▶

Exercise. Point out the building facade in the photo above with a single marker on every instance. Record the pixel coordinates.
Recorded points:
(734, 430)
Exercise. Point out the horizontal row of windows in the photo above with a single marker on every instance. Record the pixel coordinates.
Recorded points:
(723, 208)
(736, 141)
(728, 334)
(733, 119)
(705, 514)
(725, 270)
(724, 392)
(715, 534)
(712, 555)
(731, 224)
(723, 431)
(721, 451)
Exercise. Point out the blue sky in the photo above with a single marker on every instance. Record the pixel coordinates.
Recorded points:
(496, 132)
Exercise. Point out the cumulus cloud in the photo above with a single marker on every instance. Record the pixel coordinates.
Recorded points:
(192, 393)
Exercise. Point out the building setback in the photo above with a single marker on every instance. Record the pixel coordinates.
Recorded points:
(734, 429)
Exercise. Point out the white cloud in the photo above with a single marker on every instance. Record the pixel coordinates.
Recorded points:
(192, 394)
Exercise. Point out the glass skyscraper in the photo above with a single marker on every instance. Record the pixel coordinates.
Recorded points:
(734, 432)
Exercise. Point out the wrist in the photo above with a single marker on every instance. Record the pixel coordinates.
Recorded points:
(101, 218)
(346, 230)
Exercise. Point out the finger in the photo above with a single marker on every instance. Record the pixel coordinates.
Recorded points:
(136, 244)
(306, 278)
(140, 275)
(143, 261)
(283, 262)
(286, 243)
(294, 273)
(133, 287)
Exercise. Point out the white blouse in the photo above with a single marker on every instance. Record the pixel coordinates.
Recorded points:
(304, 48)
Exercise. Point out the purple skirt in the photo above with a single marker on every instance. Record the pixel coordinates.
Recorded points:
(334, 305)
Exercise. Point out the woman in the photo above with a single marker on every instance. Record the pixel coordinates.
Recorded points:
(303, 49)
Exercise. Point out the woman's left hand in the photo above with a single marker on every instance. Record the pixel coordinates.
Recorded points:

◀

• _Required action_
Show each line of the material that includes the string "building" by copying it.

• _Your response_
Exercise. Point out the building facade in the photo above with a single marker on every instance. Record the pixel coordinates.
Exercise. Point out the building setback in the photo above with a single marker on every instance. Record the pixel coordinates.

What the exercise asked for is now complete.